Rewrite the lines from the one containing "point_to(query) locates the treeline" through the one containing "x=184, y=42", inclusive, changing "treeline" to "tree line" and leaving everything else as it is.

## Begin EXTRACTED DATA

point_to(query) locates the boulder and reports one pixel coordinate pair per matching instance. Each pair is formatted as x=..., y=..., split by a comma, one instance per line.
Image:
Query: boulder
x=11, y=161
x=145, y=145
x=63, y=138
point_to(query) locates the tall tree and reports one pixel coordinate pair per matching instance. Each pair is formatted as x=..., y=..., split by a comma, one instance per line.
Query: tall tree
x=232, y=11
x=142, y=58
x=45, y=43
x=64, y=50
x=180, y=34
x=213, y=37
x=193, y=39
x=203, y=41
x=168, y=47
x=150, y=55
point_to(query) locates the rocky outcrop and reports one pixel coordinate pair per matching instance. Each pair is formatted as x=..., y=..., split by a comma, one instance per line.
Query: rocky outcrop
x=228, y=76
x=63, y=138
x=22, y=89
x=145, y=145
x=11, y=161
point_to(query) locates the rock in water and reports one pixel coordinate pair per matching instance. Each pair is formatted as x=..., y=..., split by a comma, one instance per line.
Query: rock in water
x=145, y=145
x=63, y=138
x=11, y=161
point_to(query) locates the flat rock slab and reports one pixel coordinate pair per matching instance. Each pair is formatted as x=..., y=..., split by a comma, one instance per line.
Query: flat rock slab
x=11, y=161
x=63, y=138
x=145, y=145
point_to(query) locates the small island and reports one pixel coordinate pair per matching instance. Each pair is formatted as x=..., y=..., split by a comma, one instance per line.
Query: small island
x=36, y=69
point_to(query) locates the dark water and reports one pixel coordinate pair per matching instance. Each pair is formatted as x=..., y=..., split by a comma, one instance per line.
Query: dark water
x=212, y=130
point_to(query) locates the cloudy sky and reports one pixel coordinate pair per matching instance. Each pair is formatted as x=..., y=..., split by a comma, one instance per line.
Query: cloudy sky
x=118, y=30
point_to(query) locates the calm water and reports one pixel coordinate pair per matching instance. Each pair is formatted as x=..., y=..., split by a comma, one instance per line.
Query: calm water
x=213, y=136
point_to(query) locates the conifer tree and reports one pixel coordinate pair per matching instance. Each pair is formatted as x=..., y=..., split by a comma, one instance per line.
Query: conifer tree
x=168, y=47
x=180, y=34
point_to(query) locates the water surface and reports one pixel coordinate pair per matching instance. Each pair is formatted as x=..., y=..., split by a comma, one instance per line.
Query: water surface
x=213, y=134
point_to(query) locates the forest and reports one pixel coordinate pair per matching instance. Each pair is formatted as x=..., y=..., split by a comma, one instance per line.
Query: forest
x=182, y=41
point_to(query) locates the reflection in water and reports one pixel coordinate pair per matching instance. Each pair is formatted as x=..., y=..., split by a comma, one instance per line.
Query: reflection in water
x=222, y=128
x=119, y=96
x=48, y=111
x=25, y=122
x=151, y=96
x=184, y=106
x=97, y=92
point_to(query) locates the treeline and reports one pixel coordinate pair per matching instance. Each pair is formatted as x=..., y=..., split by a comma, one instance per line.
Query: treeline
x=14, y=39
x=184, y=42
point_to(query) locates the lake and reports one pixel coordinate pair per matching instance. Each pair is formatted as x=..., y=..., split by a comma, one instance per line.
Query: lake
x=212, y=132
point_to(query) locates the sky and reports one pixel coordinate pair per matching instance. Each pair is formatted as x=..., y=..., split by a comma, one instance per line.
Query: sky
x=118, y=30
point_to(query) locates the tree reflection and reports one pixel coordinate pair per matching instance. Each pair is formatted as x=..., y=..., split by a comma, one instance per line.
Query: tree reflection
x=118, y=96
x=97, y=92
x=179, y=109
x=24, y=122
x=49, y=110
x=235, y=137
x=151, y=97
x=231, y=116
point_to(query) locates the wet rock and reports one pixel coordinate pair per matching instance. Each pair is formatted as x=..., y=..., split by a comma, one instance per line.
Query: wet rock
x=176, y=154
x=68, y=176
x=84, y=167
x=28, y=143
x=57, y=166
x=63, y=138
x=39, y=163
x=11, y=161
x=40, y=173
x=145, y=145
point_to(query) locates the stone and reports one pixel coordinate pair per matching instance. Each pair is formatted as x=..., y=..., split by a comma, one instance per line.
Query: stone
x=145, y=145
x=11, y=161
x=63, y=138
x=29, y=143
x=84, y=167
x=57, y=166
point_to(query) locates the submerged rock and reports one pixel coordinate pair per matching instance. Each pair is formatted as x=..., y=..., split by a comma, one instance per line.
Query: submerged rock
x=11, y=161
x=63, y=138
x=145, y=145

## End EXTRACTED DATA

RESULT OF THE TASK:
point_to(query) locates the tree line and reports one pixel coordinate pair per matching instance. Each pair is formatted as x=..., y=..., split by a comma, one instance per line.
Query: tree line
x=14, y=39
x=184, y=42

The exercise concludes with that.